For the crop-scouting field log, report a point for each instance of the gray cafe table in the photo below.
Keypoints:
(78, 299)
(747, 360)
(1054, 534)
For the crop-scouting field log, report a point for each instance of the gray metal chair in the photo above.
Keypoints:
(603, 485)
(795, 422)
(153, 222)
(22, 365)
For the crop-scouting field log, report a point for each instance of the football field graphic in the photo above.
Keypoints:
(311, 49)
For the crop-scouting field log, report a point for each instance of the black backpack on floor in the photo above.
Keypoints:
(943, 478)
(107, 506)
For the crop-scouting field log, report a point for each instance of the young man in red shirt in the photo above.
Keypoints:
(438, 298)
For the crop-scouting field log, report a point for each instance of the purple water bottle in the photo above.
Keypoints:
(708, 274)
◆ ◆ ◆ ◆ ◆ ◆ ◆
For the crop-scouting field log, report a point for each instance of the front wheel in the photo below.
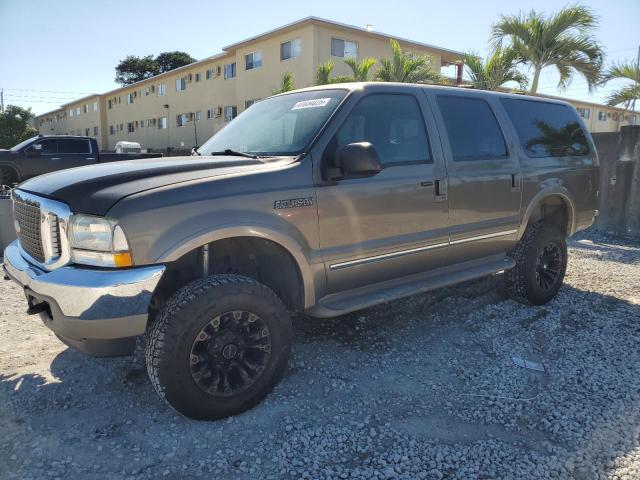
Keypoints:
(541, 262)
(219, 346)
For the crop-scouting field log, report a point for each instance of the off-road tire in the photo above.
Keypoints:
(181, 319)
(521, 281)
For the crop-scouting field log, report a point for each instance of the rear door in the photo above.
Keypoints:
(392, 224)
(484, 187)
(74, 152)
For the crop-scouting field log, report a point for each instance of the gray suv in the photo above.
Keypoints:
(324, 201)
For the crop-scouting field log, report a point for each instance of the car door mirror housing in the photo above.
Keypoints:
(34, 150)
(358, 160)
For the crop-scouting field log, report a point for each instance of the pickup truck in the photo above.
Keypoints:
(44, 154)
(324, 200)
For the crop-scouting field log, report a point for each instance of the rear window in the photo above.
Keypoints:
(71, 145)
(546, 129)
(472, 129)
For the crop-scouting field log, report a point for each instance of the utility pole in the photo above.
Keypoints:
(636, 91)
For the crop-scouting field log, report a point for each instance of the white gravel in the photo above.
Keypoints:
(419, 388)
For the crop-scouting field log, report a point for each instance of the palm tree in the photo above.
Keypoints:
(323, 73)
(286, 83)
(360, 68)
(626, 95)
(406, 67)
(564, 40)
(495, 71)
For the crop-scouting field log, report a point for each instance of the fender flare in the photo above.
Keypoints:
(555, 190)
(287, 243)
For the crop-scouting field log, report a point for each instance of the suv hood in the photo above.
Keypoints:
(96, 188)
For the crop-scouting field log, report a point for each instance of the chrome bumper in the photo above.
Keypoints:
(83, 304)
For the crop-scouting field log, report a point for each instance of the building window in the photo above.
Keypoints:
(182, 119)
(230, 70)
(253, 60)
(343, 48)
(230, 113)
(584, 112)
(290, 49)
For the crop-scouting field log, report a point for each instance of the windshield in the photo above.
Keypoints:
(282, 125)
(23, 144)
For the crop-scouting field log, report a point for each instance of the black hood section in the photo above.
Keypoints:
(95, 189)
◆ ◆ ◆ ◆ ◆ ◆ ◆
**Task statement**: Report every line of the records that contains the word "hood".

**Solution**:
For the crop-scouting field log, report a point for each instance of the suv hood in the photo above.
For the crop-scouting field log, report a point for each instance of the black hood section in the photo above.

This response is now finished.